— Start of Rows —

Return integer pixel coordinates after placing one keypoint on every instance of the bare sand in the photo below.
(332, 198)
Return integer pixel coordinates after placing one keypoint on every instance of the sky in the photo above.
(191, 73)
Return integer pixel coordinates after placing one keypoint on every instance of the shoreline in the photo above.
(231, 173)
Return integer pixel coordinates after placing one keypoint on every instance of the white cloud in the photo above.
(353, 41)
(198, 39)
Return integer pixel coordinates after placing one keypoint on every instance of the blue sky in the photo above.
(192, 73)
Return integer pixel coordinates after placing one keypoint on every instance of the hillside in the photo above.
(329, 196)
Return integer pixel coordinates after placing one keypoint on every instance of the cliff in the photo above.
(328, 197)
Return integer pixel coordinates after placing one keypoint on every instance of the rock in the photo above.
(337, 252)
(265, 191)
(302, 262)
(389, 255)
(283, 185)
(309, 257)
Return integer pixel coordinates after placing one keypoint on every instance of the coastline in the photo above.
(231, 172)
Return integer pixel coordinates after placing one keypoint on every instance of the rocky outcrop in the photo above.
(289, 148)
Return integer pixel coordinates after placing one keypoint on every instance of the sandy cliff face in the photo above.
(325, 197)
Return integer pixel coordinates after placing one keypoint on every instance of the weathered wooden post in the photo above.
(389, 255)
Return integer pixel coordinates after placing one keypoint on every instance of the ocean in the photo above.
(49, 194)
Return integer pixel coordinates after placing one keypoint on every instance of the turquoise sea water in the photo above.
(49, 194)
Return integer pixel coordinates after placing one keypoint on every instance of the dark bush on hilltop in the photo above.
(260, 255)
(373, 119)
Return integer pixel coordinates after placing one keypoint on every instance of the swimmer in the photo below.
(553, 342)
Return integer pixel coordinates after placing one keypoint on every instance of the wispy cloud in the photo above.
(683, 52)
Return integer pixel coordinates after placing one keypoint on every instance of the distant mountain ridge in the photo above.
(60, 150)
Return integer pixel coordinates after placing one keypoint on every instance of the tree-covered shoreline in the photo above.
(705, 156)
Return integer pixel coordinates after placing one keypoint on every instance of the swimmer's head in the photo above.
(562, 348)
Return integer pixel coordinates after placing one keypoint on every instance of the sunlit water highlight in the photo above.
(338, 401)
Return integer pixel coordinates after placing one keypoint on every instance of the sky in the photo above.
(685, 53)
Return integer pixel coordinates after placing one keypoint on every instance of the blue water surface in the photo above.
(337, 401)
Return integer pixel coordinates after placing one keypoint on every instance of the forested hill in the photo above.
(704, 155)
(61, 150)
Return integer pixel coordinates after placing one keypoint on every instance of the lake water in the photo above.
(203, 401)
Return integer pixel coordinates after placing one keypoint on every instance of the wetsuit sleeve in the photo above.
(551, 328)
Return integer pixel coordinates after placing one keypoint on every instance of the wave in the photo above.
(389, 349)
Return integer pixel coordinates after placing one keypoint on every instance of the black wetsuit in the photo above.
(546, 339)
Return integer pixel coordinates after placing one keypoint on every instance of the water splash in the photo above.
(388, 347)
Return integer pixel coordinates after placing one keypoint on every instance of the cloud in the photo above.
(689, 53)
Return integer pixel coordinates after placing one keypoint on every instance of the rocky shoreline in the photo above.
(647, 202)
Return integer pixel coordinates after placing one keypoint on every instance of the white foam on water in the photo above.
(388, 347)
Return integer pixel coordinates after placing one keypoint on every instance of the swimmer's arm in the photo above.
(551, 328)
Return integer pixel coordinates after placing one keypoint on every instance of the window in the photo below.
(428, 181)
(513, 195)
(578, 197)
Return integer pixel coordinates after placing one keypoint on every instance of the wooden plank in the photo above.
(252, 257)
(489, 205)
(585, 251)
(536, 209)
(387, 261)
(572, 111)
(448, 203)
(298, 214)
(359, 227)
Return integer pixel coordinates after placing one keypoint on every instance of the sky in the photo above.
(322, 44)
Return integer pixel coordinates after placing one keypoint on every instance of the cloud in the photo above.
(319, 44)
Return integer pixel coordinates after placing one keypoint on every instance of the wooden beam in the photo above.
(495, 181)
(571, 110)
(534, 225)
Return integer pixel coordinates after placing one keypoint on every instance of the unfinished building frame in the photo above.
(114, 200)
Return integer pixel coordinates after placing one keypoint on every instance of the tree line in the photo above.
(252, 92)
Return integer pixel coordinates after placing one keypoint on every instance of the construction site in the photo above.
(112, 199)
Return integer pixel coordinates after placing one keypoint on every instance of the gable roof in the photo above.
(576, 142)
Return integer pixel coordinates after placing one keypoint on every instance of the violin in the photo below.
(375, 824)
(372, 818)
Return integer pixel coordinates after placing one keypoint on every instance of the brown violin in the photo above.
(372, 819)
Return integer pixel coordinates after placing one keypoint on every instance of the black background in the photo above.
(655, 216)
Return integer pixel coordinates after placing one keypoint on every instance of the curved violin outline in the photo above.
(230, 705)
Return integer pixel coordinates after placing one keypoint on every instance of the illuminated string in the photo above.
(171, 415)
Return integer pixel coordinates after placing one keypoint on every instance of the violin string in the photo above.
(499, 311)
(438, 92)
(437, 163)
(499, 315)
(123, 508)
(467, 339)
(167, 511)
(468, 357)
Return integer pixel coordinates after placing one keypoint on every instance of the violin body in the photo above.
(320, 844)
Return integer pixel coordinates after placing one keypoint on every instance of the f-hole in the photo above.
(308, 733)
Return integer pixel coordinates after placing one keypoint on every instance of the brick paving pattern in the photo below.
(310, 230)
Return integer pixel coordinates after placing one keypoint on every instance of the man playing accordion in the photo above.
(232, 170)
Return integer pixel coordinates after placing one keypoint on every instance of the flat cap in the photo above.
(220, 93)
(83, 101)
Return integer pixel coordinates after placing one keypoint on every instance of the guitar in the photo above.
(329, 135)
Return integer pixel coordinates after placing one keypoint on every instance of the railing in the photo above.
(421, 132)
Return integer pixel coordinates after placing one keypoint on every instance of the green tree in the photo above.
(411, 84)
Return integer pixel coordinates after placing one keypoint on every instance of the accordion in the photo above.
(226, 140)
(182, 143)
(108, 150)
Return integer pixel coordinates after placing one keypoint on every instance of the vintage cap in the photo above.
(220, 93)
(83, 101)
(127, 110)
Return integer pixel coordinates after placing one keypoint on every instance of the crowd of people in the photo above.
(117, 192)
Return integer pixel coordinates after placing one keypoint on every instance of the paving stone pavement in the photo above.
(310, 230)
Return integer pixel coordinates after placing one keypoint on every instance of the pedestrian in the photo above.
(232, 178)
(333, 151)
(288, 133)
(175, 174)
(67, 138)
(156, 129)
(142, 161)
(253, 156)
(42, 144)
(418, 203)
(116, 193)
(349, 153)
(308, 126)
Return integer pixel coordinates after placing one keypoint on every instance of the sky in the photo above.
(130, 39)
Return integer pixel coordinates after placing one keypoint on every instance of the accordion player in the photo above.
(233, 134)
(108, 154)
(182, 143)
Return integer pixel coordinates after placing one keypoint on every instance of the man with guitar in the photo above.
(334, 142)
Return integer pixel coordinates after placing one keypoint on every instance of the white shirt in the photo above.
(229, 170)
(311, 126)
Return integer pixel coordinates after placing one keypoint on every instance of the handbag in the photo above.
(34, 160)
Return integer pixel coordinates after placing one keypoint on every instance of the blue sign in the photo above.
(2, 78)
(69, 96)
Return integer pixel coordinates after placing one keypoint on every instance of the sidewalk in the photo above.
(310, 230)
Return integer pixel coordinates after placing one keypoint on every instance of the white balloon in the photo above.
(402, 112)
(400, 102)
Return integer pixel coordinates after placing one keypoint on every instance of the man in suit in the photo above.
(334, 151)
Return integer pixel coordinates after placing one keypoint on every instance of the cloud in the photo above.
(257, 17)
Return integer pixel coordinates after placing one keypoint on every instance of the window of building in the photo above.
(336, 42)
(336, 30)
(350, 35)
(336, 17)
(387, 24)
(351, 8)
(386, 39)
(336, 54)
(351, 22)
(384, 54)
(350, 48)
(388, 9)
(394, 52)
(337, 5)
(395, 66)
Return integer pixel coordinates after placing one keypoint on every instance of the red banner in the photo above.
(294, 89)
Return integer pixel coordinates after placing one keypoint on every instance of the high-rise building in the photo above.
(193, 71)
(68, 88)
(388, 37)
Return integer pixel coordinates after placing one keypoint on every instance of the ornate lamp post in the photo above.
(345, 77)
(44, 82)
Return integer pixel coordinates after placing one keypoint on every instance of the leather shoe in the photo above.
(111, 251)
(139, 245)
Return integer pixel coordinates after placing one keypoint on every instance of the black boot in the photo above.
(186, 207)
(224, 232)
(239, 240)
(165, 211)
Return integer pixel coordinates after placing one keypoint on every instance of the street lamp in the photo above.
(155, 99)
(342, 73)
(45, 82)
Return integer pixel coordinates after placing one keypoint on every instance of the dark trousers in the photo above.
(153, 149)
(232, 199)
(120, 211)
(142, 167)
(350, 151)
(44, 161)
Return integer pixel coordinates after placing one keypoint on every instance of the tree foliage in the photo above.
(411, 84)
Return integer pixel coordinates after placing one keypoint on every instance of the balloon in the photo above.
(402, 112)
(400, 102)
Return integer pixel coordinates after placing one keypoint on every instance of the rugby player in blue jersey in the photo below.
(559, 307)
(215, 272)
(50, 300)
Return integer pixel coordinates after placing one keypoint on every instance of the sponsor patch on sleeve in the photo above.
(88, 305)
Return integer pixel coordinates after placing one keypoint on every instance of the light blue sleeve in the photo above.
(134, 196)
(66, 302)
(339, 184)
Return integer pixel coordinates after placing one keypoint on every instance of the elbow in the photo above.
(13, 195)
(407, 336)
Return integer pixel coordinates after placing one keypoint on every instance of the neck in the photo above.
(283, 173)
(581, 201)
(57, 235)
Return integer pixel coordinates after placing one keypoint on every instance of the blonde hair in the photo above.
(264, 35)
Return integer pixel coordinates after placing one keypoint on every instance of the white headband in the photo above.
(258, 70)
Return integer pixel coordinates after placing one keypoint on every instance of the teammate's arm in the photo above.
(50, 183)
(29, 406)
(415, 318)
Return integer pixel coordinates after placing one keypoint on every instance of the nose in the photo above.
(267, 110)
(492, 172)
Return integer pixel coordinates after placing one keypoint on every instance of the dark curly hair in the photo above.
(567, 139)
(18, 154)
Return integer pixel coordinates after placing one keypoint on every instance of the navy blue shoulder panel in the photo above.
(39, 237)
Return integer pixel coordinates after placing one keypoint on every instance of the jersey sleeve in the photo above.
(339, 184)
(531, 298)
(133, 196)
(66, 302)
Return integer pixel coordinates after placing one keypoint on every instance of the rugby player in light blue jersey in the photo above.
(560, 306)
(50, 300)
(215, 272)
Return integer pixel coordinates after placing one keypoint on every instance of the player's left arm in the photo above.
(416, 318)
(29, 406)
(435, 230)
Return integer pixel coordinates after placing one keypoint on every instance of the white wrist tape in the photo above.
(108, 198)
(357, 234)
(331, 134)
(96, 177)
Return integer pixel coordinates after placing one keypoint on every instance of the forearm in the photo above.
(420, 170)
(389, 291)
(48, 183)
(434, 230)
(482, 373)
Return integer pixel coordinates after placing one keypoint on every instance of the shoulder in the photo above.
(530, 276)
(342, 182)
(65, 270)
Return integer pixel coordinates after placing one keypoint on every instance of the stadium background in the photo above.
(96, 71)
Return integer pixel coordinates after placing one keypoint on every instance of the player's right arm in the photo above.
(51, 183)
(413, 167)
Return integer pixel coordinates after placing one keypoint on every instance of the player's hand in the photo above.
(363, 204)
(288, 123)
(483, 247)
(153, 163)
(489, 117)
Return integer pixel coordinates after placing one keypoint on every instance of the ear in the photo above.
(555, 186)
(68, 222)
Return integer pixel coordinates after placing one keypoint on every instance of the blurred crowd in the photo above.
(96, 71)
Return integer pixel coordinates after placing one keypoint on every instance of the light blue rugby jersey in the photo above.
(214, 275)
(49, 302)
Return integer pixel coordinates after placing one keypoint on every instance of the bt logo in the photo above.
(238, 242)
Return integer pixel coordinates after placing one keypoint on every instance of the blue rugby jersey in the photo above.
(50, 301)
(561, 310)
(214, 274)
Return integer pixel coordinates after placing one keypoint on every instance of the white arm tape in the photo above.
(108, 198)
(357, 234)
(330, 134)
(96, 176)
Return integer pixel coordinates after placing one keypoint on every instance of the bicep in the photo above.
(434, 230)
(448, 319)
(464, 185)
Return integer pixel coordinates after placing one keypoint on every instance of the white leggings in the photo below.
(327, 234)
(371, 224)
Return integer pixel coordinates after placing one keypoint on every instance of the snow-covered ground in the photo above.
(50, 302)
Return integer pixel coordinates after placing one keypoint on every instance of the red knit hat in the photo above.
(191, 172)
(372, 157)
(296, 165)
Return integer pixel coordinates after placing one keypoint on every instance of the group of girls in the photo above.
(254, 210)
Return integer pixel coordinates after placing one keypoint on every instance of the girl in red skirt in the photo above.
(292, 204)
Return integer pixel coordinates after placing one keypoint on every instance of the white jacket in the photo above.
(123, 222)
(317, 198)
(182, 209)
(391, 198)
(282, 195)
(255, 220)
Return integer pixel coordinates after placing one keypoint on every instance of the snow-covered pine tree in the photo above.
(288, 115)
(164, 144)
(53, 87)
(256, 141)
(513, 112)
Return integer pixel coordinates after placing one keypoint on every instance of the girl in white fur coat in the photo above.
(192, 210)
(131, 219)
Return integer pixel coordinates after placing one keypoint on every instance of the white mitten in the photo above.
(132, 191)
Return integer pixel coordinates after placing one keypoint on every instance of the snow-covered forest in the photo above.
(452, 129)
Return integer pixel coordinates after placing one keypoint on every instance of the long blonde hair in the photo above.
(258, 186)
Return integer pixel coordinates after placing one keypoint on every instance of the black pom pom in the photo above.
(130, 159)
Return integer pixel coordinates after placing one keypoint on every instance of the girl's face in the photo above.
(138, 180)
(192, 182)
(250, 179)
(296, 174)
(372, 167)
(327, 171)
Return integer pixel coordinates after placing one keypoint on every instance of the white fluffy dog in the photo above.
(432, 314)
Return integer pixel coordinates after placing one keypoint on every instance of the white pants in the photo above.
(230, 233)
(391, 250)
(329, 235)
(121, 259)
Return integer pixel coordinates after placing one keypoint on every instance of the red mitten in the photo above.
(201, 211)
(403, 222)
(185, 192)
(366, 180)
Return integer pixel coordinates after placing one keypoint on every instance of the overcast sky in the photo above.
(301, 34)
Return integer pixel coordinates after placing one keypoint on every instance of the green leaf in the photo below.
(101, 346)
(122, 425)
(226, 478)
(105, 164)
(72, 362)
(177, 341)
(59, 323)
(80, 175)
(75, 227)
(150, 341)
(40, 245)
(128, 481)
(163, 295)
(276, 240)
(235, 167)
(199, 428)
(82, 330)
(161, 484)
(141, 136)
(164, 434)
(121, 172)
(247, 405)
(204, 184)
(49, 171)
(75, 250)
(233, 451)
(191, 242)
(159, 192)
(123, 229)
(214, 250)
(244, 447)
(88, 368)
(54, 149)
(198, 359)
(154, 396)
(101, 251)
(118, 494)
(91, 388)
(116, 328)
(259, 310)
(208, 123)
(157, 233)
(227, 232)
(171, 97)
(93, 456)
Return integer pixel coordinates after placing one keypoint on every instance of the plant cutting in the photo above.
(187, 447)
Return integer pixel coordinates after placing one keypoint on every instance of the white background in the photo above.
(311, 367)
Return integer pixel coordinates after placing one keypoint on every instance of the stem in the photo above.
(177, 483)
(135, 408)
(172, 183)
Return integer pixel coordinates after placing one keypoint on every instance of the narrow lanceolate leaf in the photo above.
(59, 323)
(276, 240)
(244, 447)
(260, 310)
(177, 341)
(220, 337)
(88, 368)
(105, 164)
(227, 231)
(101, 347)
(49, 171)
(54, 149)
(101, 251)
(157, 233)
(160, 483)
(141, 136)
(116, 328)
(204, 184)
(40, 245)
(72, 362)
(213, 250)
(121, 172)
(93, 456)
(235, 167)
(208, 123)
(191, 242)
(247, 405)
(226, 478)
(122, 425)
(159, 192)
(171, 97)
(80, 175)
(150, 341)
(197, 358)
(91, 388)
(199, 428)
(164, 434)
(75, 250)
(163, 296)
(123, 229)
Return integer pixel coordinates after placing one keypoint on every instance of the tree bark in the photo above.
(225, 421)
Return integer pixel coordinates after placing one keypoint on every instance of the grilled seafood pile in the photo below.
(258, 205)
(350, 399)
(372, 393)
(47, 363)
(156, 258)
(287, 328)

— End of Rows —

Nothing but the lines from the one with "cutting in the photo above." through the end of the data above should be repeated, each exactly as it stands.

● Exercise solution:
Return integer pixel coordinates after placing one keypoint on every instance of the plant cutting in the photo above.
(187, 447)
Return integer pixel coordinates after placing one keypoint on every instance of the white background in the photo above.
(311, 367)
Return integer pixel coordinates after placing one keypoint on every instance of the stem in the photo above.
(177, 483)
(135, 408)
(172, 183)
Return integer pixel coordinates after placing one keypoint on every instance of the narrow lanceolate leaf in the photo above.
(59, 323)
(276, 240)
(244, 447)
(260, 310)
(177, 341)
(220, 337)
(88, 368)
(105, 164)
(227, 231)
(101, 347)
(49, 171)
(54, 149)
(101, 251)
(157, 233)
(160, 483)
(141, 136)
(116, 328)
(204, 184)
(40, 245)
(72, 362)
(213, 250)
(121, 172)
(93, 456)
(235, 167)
(208, 123)
(191, 242)
(247, 405)
(226, 478)
(122, 425)
(159, 192)
(171, 97)
(80, 175)
(150, 341)
(197, 358)
(91, 388)
(199, 428)
(164, 434)
(75, 250)
(163, 296)
(123, 229)
Return integer pixel coordinates after placing one keypoint on every instance of the tree bark in the photo above.
(225, 421)
Return integer pixel coordinates after placing one keypoint on every instance of the grilled seafood pile in the photo below.
(258, 205)
(350, 399)
(372, 393)
(47, 363)
(156, 258)
(287, 328)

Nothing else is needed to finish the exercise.